- _TEXTE PROPOSÉ_

Entretien avec Tammie Brown

A l’occasion du mois des fiertés, Le Polyester est allé, des États-Unis à la Thaïlande en passant par la France, à la rencontre de drag queens qui nous ont parlé de leur rapport au cinéma et à ses icônes. Avant de mettre en ligne nos entretiens inédits, revenons sur celui de l’une de nos marraines, la géniale Tammie Brown, réalisé pour le lancement du Polyester en août dernier. Drag queen, metteuse en scène, scénariste, actrice et chanteuse à la fois… Tammie Brown est sans doute l’une des drag-queens les plus fantasques révélées par l’émission RuPaul’s Drag Race. Réalisatrice de courts métrages à l’ambiance camp et lynchienne à la fois, elle nous parle de ses influences artistiques, de John Waters au Vengaboys. C’mon Tammie, teleport us to Mars !

Les gens vous connaissent grâce à l’émission RuPaul’s Drag Race mais peu savent que vous écrivez, réalisez et interprétez vos propre courts-métrages (visibles pour certains sur sa chaîne Youtube).

- _DONNÉES ENREGISTRÉES_
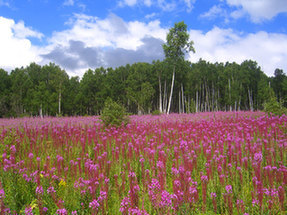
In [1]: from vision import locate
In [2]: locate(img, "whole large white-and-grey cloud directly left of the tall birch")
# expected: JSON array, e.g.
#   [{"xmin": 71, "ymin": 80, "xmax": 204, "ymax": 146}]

- _À PARTIR DU TEXTE_
**A)** Reproduisez tout le passage de l'entretien avec Tammie Brown allant de « Les gens vous » jusqu'à « sa chaîne Youtube). ».
**B)** Dans l'entretien avec Tammie Brown, relevez toutes les activités que le texte attribue à Tammie Brown dans l'énumération qui précède les points de suspension.
**C)** Prolongez l'entretien avec Tammie Brown en rédigeant la suite qui vient après sa dernière phrase.

- _VOS RÉPONSES_
**A)**
Les gens vous connaissent grâce à l’émission RuPaul’s Drag Race mais peu savent que vous écrivez, réalisez et interprétez vos propre courts-métrages (visibles pour certains sur sa chaîne Youtube).

**B)** drag queen, metteuse en scène, scénariste, actrice, chanteuse

**C)**
J’ai toujours aimé le cinéma et la photographie. Avant même que les téléphones ne deviennent aussi pratiques, j’étais très intriguée par les minuscules caméra numériques. C’était cool, je filmais des petits bouts de ce que je voyais par-ci par-là. J’avais déjà tourné des clips pour mes chansons, mais si je suis passée aux courts métrages, c’est par passion pour le cinéma, et grâce à mon amie Bri Cirel. Elle est surréaliste, elle est folle. C’est mon âme sœur et ma sœur jumelle. Et comme j’adore également jouer, à la fois des rôles masculins et féminins, c’est elle qui réalise à ma place. Si vous écoutez bien, dans les différents films de la série The Love Secretary Saga, elle fait même une voix. J’ai actuellement un nouveau film en post-production, qui s’intitule Poolside Merengue, c’est un projet collectif et je déteste ça parce que c’est dur d’avoir tout le monde sur le même plateau au même moment.

La particularité de vos films est que vous et les autres comédiens faites en fait du lip-sync sur des bandes de dialogues pré-enregistrées. Pourquoi cette idée ?

Parce que j’adore l’effet rendu, mais aussi pour réduire le nombre de prises! Ma méthode est toujours la même: beaucoup de préparation en amont afin de ne tourner qu’une seule prise à chaque fois. Une seule prise pour garder la spontanéité, la folie. Je veux que ce soit fou et qu’on s’amuse !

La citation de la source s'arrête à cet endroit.